What to do:
**a)** Using the text on Mr Hopper, decide whether each statement agrees with it. Answer yes or no for each, and quote the words from the text that settle it. (i) Mr Hopper was 18 when he played opposite Mr Dean in Rebel Without A Cause. (ii) Mr Hopper botched 87 takes of one line in a film directed by Mr Henry Hathaway. (iii) The photograph was taken in New York.
**b)** According to the text on Mr Hopper, why did he mangle 87 takes of a single line in an early Western? Answer in one to three sentences.
**c)** List every person named in the text on Mr Hopper.

Study text:
Los Angeles, c. 1960. Photograph by Mr Robert Anzell/Everett Collection/Alamy
Mr Hopper and Mr James Dean were near-contemporaries; at 18, Mr Hopper found himself playing opposite Mr Dean in Rebel Without A Cause, and being heavily influenced both by his Method approach to acting (“we had a teacher-pupil relationship,” he said; “I had to learn to really drink the drink, not act drinking the drink”) and his reluctance to take direction (in an early Western, Mr Hopper deliberately mangled 87 takes of a single line after disagreeing with director Mr Henry Hathaway on how to play a scene). He also took some sartorial and presentational cues from his mentor, if this early publicity still is anything to go by. Witness here the Mr Dean-esque windbreaker, the Boulevard of Broken Dreams-esque soulful stare, and the nonconformist pop of the argyle socks. When he heard of Mr Dean’s premature death in a car crash, Mr Hopper said he “flipped out… I think I hit my agent… I really believe in destiny, and that didn’t fit in”.

Stored data
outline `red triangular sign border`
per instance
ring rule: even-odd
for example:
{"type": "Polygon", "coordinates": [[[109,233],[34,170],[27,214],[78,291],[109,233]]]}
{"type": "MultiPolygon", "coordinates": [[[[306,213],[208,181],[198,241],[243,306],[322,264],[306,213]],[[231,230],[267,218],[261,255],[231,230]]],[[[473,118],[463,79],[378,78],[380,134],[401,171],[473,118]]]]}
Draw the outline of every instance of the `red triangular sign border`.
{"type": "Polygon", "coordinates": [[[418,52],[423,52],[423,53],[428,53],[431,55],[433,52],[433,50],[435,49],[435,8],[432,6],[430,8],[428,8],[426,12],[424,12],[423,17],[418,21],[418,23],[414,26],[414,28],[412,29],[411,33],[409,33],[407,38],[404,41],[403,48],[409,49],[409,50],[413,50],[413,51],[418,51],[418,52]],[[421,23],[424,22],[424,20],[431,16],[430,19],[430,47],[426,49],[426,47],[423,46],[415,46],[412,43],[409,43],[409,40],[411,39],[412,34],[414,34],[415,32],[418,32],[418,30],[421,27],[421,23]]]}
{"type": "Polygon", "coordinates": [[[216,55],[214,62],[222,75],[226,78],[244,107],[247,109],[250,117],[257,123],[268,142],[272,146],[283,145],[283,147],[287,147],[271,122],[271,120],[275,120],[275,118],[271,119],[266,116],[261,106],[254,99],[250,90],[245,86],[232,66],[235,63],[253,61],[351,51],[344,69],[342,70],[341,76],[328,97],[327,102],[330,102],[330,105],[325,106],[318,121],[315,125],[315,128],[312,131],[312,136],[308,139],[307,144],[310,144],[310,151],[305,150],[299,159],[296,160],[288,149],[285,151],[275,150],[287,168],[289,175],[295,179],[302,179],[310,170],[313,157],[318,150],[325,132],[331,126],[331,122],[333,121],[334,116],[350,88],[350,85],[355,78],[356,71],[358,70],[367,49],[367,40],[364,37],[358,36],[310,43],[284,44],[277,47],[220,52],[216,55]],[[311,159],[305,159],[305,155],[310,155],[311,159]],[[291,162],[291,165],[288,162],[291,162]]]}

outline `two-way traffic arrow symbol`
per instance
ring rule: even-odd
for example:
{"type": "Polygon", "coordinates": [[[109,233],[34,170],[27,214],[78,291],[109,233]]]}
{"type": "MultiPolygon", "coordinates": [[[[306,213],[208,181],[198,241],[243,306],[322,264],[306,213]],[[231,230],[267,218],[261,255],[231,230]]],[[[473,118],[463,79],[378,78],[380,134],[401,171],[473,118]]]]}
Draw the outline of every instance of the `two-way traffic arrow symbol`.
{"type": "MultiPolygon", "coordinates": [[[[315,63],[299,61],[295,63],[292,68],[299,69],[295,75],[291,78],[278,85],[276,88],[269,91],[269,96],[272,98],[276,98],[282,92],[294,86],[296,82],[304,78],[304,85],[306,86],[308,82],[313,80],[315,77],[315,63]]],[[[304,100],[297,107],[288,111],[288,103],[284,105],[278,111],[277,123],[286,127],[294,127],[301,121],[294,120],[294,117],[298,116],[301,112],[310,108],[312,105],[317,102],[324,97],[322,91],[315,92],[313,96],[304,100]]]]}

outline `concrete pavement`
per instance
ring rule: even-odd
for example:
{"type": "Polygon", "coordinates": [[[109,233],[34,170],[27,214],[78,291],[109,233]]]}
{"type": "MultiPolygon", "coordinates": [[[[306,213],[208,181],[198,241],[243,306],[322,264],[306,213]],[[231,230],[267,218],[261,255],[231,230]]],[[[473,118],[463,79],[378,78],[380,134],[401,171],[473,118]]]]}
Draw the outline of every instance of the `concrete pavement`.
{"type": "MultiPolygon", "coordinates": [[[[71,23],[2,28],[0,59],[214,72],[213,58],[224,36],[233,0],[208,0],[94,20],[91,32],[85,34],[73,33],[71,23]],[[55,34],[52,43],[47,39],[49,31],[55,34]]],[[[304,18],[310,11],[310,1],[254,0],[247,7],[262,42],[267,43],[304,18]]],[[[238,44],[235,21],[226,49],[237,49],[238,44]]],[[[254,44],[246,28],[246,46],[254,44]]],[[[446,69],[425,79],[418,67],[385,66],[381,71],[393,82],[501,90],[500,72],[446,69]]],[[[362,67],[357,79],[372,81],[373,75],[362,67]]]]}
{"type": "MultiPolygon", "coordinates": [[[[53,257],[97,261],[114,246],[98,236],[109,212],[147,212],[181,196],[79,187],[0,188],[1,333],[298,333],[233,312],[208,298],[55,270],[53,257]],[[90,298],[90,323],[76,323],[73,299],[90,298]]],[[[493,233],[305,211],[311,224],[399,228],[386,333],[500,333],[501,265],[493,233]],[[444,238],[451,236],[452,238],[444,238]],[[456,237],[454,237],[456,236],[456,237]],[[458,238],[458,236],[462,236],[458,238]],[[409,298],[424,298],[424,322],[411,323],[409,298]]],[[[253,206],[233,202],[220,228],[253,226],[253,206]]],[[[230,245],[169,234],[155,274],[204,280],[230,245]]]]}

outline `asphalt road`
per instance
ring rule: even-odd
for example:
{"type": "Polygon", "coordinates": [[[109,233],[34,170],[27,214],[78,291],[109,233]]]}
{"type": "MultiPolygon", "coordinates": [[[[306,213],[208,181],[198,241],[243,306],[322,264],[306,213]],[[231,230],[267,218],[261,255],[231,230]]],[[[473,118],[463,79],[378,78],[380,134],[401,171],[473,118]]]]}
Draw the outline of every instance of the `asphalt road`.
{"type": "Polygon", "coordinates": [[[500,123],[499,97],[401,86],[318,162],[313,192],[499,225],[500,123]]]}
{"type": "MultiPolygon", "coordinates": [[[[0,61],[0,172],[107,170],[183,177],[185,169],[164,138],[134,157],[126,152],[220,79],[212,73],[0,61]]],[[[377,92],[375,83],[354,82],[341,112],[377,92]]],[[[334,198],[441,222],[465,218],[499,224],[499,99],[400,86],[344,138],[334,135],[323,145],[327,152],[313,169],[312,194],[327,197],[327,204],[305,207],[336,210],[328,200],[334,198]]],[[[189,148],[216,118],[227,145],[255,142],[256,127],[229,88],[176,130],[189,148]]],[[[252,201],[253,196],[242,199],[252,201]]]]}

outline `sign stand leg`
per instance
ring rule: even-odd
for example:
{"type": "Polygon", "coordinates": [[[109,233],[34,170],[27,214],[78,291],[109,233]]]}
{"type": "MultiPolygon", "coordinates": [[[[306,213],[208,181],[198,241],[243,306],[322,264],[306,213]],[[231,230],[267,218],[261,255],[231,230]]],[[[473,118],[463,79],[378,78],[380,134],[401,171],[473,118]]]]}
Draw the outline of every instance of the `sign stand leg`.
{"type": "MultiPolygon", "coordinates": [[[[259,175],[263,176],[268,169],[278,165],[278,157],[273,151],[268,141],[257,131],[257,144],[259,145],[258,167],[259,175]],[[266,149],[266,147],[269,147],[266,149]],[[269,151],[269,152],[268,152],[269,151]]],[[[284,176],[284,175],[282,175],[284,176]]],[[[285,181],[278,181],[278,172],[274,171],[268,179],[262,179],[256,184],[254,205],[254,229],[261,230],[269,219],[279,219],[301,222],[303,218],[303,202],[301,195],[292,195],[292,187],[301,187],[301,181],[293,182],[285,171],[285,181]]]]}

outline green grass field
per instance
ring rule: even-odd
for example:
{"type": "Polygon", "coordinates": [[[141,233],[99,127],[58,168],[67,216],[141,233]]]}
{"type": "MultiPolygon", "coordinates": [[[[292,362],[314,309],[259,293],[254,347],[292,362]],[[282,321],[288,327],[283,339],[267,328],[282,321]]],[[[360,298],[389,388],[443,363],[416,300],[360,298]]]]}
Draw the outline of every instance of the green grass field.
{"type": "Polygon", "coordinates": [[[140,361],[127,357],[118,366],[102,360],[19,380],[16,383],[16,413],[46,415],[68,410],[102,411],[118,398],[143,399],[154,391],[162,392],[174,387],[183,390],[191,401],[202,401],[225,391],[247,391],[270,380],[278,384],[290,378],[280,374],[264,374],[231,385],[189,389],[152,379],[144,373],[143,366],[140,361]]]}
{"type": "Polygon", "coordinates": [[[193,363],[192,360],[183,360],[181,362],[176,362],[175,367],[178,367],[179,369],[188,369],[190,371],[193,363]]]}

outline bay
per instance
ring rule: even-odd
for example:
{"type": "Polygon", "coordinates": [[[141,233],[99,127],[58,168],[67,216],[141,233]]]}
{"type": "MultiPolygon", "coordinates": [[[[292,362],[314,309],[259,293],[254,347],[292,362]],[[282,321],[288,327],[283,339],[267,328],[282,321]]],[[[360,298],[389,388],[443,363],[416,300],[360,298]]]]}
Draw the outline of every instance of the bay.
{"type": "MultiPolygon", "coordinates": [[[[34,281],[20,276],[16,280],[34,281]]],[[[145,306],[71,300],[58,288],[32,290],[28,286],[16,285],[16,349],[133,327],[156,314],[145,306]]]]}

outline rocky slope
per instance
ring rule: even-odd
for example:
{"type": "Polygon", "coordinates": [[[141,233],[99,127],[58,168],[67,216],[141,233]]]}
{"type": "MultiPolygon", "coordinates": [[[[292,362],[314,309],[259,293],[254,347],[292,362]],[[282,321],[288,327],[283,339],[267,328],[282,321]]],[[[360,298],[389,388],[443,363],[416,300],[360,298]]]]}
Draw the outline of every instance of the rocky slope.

Results for the exercise:
**a)**
(i) Yes: "at 18, Mr Hopper found himself playing opposite Mr Dean in Rebel Without A Cause"
(ii) Yes: "Mr Hopper deliberately mangled 87 takes of a single line after disagreeing with director Mr Henry Hathaway"
(iii) No: "Los Angeles, c. 1960."

**b)** He had disagreed with the director, Mr Henry Hathaway, about how to play the scene. The text presents this as an example of the reluctance to take direction that Mr Hopper picked up from Mr Dean.

**c)**
Mr Robert Anzell
Mr Hopper
Mr James Dean
Mr Henry Hathaway